- EXCERTO SELECIONADO:
☆ ☆ ☆ ☆ ☆

O responsável da Quercus lembra que os padrões alimentares do Ocidente têm vindo a mudar nos últimos séculos, sobretudo para dar resposta ao número crescente de população. Atualmente somos mais de 7 mil milhões e em 2050 estima-se que chegaremos aos 9 mil milhões. A necessidade de produzir muitos alimentos, muito depressa, além dos efeitos ambientais, está ainda a reduzir a diversidade alimentar. 

"Desde 1900, a industrialização reduziu a diversidade alimentar em 75% na Europa e em 90% nos EUA", quantifica este responsável. "O que se torna tão mais grave quanto os povos em vias de desenvolvimento estão a adotar os nossos hábitos alimentares." 

TEMA TABU 

Chamar a atenção para a necessidade de alterar a forma como se pensa globalmente na alimentação não é fácil – como descobriram os realizadores de 'Cowspiracy' [ver caixa]. Em Portugal, tanto os produtores de carne como o Ministério da Agricultura e do Mar parecem considerar que a situação está "mais ou menos" controlada e desvalorizam o que consideram ser o "alarmismo excessivo".

 A engenheira Fátima Veríssimo, ligada a uma empresa de produção de carne de bovino, lembra que, ao contrário do que acontece noutros países, sobretudo na América do Sul, Portugal tem uma legislação apertada no que diz respeito ao controlo do impacto ambiental da pecuária. "Entre nós, a criação dos animais é feita em extensivo, ou seja, os animais crescem ao ar livre, de acordo com o seu ritmo natural. Não há engordas. 

Na Europa, para se conseguir uma licença para a engorda, é preciso assegurar o tratamento de fezes e águas", garante. O mesmo assegura fonte do Ministério da Agricultura e do Mar. "Os produtores agrícolas e pecuários são os primeiros a desejarem que seja alcançada uma sustentabilidade no uso dos recursos das suas explorações (água e solo), uma vez que disso depende a viabilidade da sua atividade", lê-se em nota enviada à 'Domingo'. E prossegue a mesma fonte explicando que, "no quadro da aplicação da recente Reforma da Política Agrícola Comum em Portugal", neste momento está-se a promover "o pastoreio extensivo, o apoio à biodiversidade doméstica e a limitação de encabeçamentos por hectare". Nos EUA, a discussão tem sido menos pacífica. 

Assim que 'Cowspiracy' foi apresentado, detratores do documentário apressaram-se a contrapor com o trabalho do biólogo Allan Savory – ele próprio agricultor e ambientalista famoso –, que defende que quando o gado é criado ao ar livre e alimentado com pasto (e não com rações), está, pelo contrário, a combater o aquecimento global e a restabelecer o nível de carbono do solo.

☆ ☆ ☆ ☆ ☆

- TAREFAS A REALIZAR:
[A] Traduza para inglês esta frase do excerto sobre alimentação e pecuária: "Atualmente somos mais de 7 mil milhões e em 2050 estima-se que chegaremos aos 9 mil milhões."
[B] Prossiga o excerto sobre alimentação e pecuária a partir da última frase apresentada.
A listagem tem outra origem e não está relacionada com o excerto sobre alimentação e pecuária.

☆ ☆ ☆ ☆ ☆

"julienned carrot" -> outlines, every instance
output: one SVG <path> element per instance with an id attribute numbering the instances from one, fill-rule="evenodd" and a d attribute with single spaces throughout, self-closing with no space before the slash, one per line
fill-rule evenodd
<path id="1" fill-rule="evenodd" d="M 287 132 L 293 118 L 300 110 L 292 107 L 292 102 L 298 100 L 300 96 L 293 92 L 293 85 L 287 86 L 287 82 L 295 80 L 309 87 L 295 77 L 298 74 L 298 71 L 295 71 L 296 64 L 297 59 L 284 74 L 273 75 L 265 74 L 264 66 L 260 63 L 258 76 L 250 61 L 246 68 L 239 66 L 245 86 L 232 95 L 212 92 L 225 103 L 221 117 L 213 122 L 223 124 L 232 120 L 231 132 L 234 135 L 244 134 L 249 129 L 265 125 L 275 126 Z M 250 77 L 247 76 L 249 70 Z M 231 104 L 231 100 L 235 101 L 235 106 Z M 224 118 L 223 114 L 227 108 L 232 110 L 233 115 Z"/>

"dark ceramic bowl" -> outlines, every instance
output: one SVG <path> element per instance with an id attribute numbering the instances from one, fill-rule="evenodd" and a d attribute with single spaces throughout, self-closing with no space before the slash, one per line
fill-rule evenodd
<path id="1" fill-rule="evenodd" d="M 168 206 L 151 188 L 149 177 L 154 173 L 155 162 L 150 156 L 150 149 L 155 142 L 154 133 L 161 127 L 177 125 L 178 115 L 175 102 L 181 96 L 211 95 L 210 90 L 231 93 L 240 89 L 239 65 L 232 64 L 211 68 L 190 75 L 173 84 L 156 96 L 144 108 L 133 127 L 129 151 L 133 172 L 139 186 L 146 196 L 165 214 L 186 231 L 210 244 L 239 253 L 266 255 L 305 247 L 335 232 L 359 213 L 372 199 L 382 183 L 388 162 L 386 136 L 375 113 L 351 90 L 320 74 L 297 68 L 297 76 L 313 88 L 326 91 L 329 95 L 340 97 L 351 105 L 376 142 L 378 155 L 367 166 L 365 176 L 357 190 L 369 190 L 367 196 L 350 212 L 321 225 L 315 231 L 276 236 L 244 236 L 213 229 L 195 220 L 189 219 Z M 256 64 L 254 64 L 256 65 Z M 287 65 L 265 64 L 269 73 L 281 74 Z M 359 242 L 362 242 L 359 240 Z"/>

☆ ☆ ☆ ☆ ☆

- RESULTADOS POR ORDEM:
[A] Today there are more than 7 billion of us, and by 2050 it is estimated that we will reach 9 billion.

[B]
Mas nem Allan Savory contradiz os dados científicos: as necessidades de proteína são mesmo baixas num adulto. Segundo os médicos – e citando, por exemplo, o Dr. Mehmet Oz – basta-nos comer um ovo por dia ou 85 gramas de frango, peru ou bife (que cabem na palma da mão) para suprir as nossas necessidades proteicas. Que, de qualquer forma, podem ser substituídas por proteína de origem vegetal. 

E lá vai o tempo em que se dizia que os vegetarianos não tinham tanta saúde como os omnívoros. Na lista dos vegetarianos famosos inclui-se o escritor britânico George Bernard Shaw, que morreu aos 94 anos, ativo até ao fim. 

Em Portugal, a cantora Romana, de 35 anos, é vegetariana desde os 15 e criou a filha, de 11 anos, sem proteínas animais. "É a criança mais saudável que conheço – nunca está doente", garante, lamentando não ter visto ainda o 'Cowspiracy'. "Tornei-me vegetariana quando me apercebi de que estava a contribuir para o sofrimento dos animais. Só mais tarde me vim a aperceber do bem que estava a fazer a mim própria, à minha saúde e ao planeta."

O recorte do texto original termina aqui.